*** Information supplied ***

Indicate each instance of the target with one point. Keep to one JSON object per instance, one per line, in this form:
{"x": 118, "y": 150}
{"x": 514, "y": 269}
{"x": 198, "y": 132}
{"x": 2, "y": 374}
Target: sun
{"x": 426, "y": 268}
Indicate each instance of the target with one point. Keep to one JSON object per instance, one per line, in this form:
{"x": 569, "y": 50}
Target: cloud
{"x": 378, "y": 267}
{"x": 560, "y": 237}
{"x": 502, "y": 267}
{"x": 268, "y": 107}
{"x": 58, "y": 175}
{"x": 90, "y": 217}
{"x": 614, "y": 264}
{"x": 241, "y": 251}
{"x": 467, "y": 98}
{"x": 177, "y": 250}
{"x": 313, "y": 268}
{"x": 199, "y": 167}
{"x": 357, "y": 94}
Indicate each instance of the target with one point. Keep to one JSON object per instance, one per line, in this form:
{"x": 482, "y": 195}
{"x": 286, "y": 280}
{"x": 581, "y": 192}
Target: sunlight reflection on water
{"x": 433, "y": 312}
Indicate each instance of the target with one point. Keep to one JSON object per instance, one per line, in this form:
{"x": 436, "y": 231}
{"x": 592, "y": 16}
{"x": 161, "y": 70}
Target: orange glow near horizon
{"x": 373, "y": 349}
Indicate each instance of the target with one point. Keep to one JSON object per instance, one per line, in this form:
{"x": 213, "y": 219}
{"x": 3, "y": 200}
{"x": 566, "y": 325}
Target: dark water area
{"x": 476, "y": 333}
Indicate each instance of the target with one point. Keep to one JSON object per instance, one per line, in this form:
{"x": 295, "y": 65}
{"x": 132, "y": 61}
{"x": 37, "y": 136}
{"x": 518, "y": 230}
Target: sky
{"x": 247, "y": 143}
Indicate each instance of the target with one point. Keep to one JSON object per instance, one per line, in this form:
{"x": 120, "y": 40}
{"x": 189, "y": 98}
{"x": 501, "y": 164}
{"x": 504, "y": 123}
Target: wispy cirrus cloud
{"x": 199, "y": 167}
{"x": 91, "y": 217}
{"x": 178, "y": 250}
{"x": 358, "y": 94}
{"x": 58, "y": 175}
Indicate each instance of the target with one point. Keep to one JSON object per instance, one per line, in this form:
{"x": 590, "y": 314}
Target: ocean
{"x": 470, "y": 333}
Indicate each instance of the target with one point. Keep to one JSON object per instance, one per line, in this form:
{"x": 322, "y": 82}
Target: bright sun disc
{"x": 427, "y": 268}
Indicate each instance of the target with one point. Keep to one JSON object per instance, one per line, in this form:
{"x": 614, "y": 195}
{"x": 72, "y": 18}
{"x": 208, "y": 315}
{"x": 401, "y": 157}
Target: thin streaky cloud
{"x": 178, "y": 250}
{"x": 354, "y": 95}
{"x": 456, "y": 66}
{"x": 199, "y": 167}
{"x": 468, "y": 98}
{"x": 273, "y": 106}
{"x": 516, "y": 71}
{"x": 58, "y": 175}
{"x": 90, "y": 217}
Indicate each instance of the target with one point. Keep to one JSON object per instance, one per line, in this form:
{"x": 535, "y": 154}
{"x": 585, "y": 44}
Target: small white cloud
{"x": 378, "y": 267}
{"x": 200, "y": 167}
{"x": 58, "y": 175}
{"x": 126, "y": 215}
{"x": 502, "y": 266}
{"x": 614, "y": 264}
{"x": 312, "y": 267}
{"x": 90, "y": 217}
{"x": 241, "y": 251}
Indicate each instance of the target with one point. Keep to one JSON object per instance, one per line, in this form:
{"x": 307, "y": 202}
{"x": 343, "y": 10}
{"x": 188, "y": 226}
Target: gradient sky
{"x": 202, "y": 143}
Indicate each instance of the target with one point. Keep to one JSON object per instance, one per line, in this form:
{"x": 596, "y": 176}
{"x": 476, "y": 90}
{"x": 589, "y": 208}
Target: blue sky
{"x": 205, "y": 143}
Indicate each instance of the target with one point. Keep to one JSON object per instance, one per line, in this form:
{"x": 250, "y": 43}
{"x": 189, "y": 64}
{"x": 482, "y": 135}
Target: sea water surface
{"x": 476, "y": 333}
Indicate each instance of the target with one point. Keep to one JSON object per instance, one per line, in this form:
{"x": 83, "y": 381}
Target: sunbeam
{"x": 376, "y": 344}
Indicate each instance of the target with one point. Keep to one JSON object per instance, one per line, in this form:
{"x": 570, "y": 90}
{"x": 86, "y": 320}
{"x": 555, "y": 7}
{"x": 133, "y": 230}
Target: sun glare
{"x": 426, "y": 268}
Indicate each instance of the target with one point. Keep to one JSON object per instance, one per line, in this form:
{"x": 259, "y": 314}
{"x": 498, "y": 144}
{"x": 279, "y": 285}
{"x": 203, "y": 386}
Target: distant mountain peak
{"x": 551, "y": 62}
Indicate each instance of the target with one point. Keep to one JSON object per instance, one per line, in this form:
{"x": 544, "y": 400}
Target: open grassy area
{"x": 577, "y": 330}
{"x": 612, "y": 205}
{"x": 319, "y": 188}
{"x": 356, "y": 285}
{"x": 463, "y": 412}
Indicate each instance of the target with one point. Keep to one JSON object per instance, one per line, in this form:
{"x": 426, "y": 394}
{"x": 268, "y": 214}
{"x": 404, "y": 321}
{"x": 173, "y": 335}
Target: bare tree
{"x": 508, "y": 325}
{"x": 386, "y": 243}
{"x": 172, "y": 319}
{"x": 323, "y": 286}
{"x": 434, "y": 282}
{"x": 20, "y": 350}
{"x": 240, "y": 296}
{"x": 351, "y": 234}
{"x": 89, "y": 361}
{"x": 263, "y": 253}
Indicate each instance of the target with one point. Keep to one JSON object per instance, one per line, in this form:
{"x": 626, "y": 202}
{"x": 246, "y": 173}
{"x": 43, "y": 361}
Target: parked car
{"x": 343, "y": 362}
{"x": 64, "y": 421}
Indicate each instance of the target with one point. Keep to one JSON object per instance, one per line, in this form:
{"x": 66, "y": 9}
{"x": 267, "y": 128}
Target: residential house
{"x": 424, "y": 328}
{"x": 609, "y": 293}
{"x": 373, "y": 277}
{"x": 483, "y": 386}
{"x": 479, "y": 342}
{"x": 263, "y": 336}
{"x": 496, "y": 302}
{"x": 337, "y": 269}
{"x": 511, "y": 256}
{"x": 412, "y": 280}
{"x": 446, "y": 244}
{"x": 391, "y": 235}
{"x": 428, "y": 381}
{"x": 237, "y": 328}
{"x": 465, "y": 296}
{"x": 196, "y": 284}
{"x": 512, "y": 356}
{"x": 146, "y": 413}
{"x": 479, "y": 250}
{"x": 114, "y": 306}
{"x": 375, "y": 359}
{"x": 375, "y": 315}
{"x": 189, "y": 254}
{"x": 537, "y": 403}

***

Set problem
Transcribe every line of the data, exactly as it stands.

Task result
Indicate each instance of the target with one point. Keep to one JSON object per instance, one per line, in this form:
{"x": 118, "y": 150}
{"x": 514, "y": 269}
{"x": 198, "y": 132}
{"x": 2, "y": 374}
Target: sun
{"x": 426, "y": 268}
Indicate each instance of the target with one point. Keep to one JSON object per instance, one per line, in this form:
{"x": 569, "y": 50}
Target: cloud
{"x": 378, "y": 267}
{"x": 560, "y": 237}
{"x": 502, "y": 267}
{"x": 268, "y": 107}
{"x": 58, "y": 175}
{"x": 90, "y": 217}
{"x": 614, "y": 264}
{"x": 241, "y": 251}
{"x": 467, "y": 98}
{"x": 177, "y": 250}
{"x": 313, "y": 268}
{"x": 199, "y": 167}
{"x": 357, "y": 94}
Indicate each instance of the target with one point. Keep to one JSON object per instance, one per line, in this form:
{"x": 482, "y": 195}
{"x": 286, "y": 280}
{"x": 581, "y": 192}
Target: sunlight reflection on water
{"x": 433, "y": 312}
Indicate each instance of the target with one point. Keep to one JSON object per instance, one per line, in this form:
{"x": 436, "y": 231}
{"x": 592, "y": 16}
{"x": 161, "y": 70}
Target: orange glow near horizon
{"x": 373, "y": 349}
Indicate each instance of the target with one point. Keep to one JSON object per instance, one per line, in this form:
{"x": 213, "y": 219}
{"x": 3, "y": 200}
{"x": 566, "y": 325}
Target: dark water area
{"x": 476, "y": 333}
Indicate each instance of the target with one point. Keep to one JSON object per instance, one per line, in this form:
{"x": 295, "y": 65}
{"x": 132, "y": 61}
{"x": 37, "y": 136}
{"x": 518, "y": 230}
Target: sky
{"x": 247, "y": 143}
Indicate each instance of the target with one point. Keep to one JSON object per instance, one per line, in this form:
{"x": 120, "y": 40}
{"x": 189, "y": 98}
{"x": 501, "y": 164}
{"x": 504, "y": 123}
Target: wispy cirrus cloud
{"x": 199, "y": 167}
{"x": 91, "y": 217}
{"x": 178, "y": 250}
{"x": 358, "y": 94}
{"x": 58, "y": 175}
Indicate each instance of the target with one point. Keep to one JSON object per instance, one per line, in this form:
{"x": 590, "y": 314}
Target: ocean
{"x": 470, "y": 333}
Indicate each instance of the target with one point. Keep to one JSON object per instance, one per line, in this form:
{"x": 322, "y": 82}
Target: bright sun disc
{"x": 427, "y": 268}
Indicate each instance of the target with one point. Keep to one JSON object per instance, one per line, in this form:
{"x": 614, "y": 195}
{"x": 72, "y": 18}
{"x": 208, "y": 315}
{"x": 401, "y": 157}
Target: thin streaky cloud
{"x": 178, "y": 250}
{"x": 354, "y": 95}
{"x": 456, "y": 66}
{"x": 199, "y": 167}
{"x": 468, "y": 98}
{"x": 273, "y": 106}
{"x": 516, "y": 71}
{"x": 58, "y": 175}
{"x": 90, "y": 217}
Indicate each instance of the target with one point. Keep to one JSON object per instance, one per line, in this form:
{"x": 535, "y": 154}
{"x": 585, "y": 44}
Target: small white cloud
{"x": 378, "y": 267}
{"x": 200, "y": 167}
{"x": 58, "y": 175}
{"x": 126, "y": 215}
{"x": 502, "y": 266}
{"x": 614, "y": 264}
{"x": 312, "y": 267}
{"x": 90, "y": 217}
{"x": 241, "y": 251}
Indicate each instance of the target with one point. Keep to one JSON object per instance, one per line, in this form:
{"x": 307, "y": 202}
{"x": 343, "y": 10}
{"x": 188, "y": 226}
Target: gradient sky
{"x": 202, "y": 143}
Indicate each instance of the target with one point. Keep to one JSON object per instance, one per line, in this form:
{"x": 596, "y": 176}
{"x": 476, "y": 90}
{"x": 589, "y": 208}
Target: blue sky
{"x": 205, "y": 143}
Indicate each instance of the target with one point. Keep to one JSON object per instance, one per line, in this form:
{"x": 250, "y": 43}
{"x": 189, "y": 64}
{"x": 482, "y": 135}
Target: sea water surface
{"x": 476, "y": 333}
Indicate each instance of the target with one point. Keep to one JSON object per instance, one per line, in this form:
{"x": 83, "y": 381}
Target: sunbeam
{"x": 376, "y": 344}
Indicate each instance of the target with one point. Keep to one JSON object per instance, one per line, in this form:
{"x": 570, "y": 90}
{"x": 86, "y": 320}
{"x": 555, "y": 7}
{"x": 133, "y": 230}
Target: sun glare
{"x": 426, "y": 268}
Indicate each instance of the target with one point. Keep to one JSON object per instance, one per line, in this form:
{"x": 259, "y": 314}
{"x": 498, "y": 144}
{"x": 279, "y": 285}
{"x": 203, "y": 386}
Target: distant mountain peak
{"x": 551, "y": 62}
Indicate each instance of the target with one point. Keep to one JSON object per instance, one per line, in this form:
{"x": 544, "y": 400}
Target: open grassy area
{"x": 577, "y": 330}
{"x": 612, "y": 205}
{"x": 319, "y": 188}
{"x": 356, "y": 285}
{"x": 463, "y": 412}
Indicate each instance of the target with one point. Keep to one JSON object per instance, one per line, in this form:
{"x": 426, "y": 394}
{"x": 268, "y": 214}
{"x": 404, "y": 321}
{"x": 173, "y": 335}
Target: bare tree
{"x": 508, "y": 325}
{"x": 386, "y": 243}
{"x": 172, "y": 319}
{"x": 323, "y": 286}
{"x": 434, "y": 282}
{"x": 20, "y": 350}
{"x": 240, "y": 296}
{"x": 351, "y": 234}
{"x": 89, "y": 361}
{"x": 263, "y": 253}
Indicate each instance of the target with one point. Keep to one JSON object per instance, one per line, in this form:
{"x": 626, "y": 202}
{"x": 246, "y": 173}
{"x": 43, "y": 361}
Target: parked car
{"x": 343, "y": 362}
{"x": 64, "y": 421}
Indicate each instance of the target with one point. Keep to one JSON object per instance, one per line, in this form:
{"x": 66, "y": 9}
{"x": 267, "y": 128}
Target: residential house
{"x": 424, "y": 328}
{"x": 609, "y": 293}
{"x": 373, "y": 277}
{"x": 483, "y": 386}
{"x": 479, "y": 342}
{"x": 263, "y": 336}
{"x": 496, "y": 302}
{"x": 337, "y": 269}
{"x": 511, "y": 256}
{"x": 412, "y": 280}
{"x": 446, "y": 244}
{"x": 391, "y": 235}
{"x": 428, "y": 381}
{"x": 237, "y": 328}
{"x": 465, "y": 296}
{"x": 196, "y": 284}
{"x": 512, "y": 356}
{"x": 146, "y": 413}
{"x": 479, "y": 250}
{"x": 114, "y": 306}
{"x": 375, "y": 359}
{"x": 375, "y": 315}
{"x": 189, "y": 254}
{"x": 537, "y": 403}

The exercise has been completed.